_Extrait fourni_:

>>>

L’intéressé a ainsi saisi la juridiction strasbourgeoise en estimant que la révocation de son titre de résidence permanente constitue une violation de son droit au respect de la vie familiale protégé par l’article 8 de la Convention.

B. La décision de la Cour

Pour commencer, il est incontestable que le requérant avait une vie familiale en Suisse et que son expulsion du territoire helvète constitue une ingérence dans son droit au respect de la vie familiale. Il n’est pas non plus contesté que la mesure litigeuse repose sur une base légale et que l’ingérence poursuit un objectif légitime, à savoir l’intérêt de la sécurité publique. La question est donc, en définitive, de savoir si la mesure en cause est nécessaire dans une société démocratique. Question à laquelle la Cour répond par l’affirmative.

La question de la conformité de l’expulsion d’un étranger bénéficiant d’un titre de séjour permanent suite à une condamnation pénale avec le droit au respect de la vie privée et familiale n’est pas nouvelle. L’article 8 de la Convention a été invoqué à plusieurs reprises par des étrangers menacés d’être expulsés en raison de leur dangerosité pour la sécurité nationale et l’ordre public, alors même qu’ils avaient passé de nombreuses années sur le territoire d’un Etat partie à la Convention. Après avoir longtemps considéré que de telles affaires étaient inadmissibles, la Cour a finalement reconnu qu’un tel éloignement pouvait entrer en conflit avec le droit au respect de la vie privée et familiale dans l’affaire Moustaquim c. Belgique. Depuis, la question a continué à être soulevée devant la Cour, non sans difficulté et division interne.

<<<

_Problème court a_:
Recopiez sans rien changer le passage de l'extrait fourni qui va de « Pour commencer, il » à « répond par l’affirmative. ».

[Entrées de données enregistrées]

>>>

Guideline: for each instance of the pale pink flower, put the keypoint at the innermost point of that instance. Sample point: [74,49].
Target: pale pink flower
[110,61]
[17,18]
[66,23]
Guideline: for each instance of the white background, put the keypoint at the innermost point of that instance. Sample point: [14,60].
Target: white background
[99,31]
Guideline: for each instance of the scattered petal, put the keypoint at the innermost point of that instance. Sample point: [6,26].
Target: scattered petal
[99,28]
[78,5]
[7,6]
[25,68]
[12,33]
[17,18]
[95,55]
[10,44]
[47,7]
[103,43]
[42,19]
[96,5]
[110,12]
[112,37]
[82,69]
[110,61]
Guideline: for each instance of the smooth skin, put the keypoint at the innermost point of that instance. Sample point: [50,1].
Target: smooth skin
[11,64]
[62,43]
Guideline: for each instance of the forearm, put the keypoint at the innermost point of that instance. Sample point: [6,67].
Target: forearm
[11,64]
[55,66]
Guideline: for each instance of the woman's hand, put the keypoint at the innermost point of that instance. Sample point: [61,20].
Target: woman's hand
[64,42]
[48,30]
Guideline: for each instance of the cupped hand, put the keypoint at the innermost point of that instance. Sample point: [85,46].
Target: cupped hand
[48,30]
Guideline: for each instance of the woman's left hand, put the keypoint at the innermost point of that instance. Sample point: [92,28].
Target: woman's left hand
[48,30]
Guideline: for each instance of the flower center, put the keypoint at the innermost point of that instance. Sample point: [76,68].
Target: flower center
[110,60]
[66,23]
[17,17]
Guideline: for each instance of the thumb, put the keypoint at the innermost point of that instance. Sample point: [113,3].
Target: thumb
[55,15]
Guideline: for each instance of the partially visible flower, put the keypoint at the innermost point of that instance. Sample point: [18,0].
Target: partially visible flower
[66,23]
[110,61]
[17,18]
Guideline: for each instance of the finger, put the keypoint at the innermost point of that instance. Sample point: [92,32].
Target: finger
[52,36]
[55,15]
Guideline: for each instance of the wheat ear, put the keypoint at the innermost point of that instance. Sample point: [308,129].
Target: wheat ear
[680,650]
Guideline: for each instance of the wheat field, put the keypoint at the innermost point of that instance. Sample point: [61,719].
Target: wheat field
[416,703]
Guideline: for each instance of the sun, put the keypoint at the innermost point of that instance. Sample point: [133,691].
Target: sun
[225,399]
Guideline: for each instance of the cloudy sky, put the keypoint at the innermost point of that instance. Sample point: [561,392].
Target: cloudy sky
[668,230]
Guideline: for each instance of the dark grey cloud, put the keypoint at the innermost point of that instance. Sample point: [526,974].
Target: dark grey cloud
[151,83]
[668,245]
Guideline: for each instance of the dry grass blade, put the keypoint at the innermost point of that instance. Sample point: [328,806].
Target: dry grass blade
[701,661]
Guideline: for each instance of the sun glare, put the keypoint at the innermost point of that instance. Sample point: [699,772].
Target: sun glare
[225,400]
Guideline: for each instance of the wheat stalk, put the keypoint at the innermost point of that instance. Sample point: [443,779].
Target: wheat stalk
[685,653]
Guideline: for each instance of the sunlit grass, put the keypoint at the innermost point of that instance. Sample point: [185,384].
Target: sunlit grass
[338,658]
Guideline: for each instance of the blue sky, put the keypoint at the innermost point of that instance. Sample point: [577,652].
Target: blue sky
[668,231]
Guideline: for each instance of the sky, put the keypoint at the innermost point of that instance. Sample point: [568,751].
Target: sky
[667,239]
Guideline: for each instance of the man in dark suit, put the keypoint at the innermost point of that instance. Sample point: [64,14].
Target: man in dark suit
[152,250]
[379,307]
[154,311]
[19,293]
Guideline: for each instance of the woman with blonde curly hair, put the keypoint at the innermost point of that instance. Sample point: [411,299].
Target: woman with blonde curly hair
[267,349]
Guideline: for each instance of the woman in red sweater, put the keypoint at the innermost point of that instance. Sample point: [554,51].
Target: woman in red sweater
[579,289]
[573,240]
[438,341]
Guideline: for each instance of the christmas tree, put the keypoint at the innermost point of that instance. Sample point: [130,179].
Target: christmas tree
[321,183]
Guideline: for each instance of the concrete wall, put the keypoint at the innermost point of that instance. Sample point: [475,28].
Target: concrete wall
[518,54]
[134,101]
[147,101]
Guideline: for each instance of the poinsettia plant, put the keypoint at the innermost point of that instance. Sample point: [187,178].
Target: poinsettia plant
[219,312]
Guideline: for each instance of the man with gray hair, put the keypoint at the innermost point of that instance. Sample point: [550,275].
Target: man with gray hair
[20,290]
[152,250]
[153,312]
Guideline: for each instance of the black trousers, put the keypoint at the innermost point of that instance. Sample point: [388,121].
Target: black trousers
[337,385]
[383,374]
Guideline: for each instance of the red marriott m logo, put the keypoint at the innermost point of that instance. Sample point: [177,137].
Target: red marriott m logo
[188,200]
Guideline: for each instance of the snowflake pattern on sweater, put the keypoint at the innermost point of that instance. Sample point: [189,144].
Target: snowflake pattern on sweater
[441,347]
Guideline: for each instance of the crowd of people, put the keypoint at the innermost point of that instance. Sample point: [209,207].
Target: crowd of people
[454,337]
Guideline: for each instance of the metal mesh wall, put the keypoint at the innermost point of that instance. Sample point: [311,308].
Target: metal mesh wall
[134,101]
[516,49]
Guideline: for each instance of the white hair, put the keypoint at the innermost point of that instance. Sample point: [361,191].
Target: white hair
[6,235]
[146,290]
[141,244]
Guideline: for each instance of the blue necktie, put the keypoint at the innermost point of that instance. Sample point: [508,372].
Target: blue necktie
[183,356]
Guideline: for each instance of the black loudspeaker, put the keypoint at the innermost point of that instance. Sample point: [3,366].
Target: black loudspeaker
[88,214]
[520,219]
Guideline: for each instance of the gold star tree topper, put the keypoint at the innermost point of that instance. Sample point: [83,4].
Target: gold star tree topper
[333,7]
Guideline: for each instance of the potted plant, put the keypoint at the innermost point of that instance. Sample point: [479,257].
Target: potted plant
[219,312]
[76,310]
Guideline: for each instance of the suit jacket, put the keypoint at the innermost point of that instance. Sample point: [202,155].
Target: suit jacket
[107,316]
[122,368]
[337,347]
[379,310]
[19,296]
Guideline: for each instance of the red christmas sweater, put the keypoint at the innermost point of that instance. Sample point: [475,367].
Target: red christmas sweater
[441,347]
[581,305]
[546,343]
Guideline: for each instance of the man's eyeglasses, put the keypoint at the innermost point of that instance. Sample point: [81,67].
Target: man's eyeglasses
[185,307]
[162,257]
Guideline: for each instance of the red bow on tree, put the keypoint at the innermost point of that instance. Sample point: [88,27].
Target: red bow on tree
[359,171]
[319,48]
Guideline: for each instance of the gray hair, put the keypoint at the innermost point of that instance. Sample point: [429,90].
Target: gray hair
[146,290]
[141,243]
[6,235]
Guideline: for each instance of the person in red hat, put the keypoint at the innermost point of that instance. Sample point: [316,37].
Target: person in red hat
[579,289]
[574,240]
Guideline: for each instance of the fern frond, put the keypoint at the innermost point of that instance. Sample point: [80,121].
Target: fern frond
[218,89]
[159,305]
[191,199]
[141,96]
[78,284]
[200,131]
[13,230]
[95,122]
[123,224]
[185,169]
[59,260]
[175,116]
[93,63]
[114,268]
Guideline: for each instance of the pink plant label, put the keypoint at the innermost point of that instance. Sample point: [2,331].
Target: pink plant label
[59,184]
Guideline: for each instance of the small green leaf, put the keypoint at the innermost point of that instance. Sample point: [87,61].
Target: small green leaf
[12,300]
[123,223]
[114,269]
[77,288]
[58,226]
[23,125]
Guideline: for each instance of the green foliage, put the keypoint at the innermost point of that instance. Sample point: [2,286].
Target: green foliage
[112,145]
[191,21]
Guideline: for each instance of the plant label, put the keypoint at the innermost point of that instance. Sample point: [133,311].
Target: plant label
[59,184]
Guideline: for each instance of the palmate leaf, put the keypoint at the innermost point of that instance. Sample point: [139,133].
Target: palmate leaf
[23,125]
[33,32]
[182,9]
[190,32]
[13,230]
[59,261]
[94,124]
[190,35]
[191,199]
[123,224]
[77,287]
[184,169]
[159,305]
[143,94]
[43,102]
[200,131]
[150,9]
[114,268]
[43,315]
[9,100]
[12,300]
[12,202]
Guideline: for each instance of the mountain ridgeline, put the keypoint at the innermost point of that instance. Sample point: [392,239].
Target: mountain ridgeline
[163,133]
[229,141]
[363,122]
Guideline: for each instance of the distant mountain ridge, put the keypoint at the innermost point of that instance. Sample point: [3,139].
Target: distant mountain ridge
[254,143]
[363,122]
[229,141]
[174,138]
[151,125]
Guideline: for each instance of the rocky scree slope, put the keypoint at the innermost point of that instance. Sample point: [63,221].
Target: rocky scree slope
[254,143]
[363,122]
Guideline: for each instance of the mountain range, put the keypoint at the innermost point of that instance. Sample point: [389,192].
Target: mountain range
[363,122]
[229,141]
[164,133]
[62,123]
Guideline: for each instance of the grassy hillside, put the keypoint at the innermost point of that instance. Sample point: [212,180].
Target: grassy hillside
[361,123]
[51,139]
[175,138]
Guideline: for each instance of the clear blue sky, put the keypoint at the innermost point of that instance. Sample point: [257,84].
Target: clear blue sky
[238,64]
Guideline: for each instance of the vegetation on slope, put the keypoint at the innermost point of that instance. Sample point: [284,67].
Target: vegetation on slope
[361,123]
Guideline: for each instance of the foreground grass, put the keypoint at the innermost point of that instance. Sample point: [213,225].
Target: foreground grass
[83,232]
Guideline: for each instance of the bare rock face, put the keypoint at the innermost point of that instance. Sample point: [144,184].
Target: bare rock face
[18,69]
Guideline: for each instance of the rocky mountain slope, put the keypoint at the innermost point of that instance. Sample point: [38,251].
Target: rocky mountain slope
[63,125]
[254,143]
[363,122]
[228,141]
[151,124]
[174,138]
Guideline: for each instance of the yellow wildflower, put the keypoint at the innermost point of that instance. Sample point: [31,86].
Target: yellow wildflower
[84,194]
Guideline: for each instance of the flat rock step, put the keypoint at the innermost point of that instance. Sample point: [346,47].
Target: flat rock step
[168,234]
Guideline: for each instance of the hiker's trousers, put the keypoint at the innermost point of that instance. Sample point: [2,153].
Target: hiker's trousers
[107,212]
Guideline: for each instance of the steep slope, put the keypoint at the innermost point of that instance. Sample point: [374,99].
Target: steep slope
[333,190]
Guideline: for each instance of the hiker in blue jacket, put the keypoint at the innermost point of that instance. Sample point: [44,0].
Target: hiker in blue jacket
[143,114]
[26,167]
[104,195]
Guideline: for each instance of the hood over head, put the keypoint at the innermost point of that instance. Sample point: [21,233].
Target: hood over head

<<<

_Problème court b_:
Trouvez toutes les lignes des enregistrements qui contiennent la chaîne « trousers » et recopiez-les. La casse compte.

_Réponse rédigée a_:
Pour commencer, il est incontestable que le requérant avait une vie familiale en Suisse et que son expulsion du territoire helvète constitue une ingérence dans son droit au respect de la vie familiale. Il n’est pas non plus contesté que la mesure litigeuse repose sur une base légale et que l’ingérence poursuit un objectif légitime, à savoir l’intérêt de la sécurité publique. La question est donc, en définitive, de savoir si la mesure en cause est nécessaire dans une société démocratique. Question à laquelle la Cour répond par l’affirmative.

_Réponse rédigée b_:
Guideline: for each instance of the black trousers, put the keypoint at the innermost point of that instance. Sample point: [388,121].
Target: black trousers
Guideline: for each instance of the hiker's trousers, put the keypoint at the innermost point of that instance. Sample point: [2,153].
Target: hiker's trousers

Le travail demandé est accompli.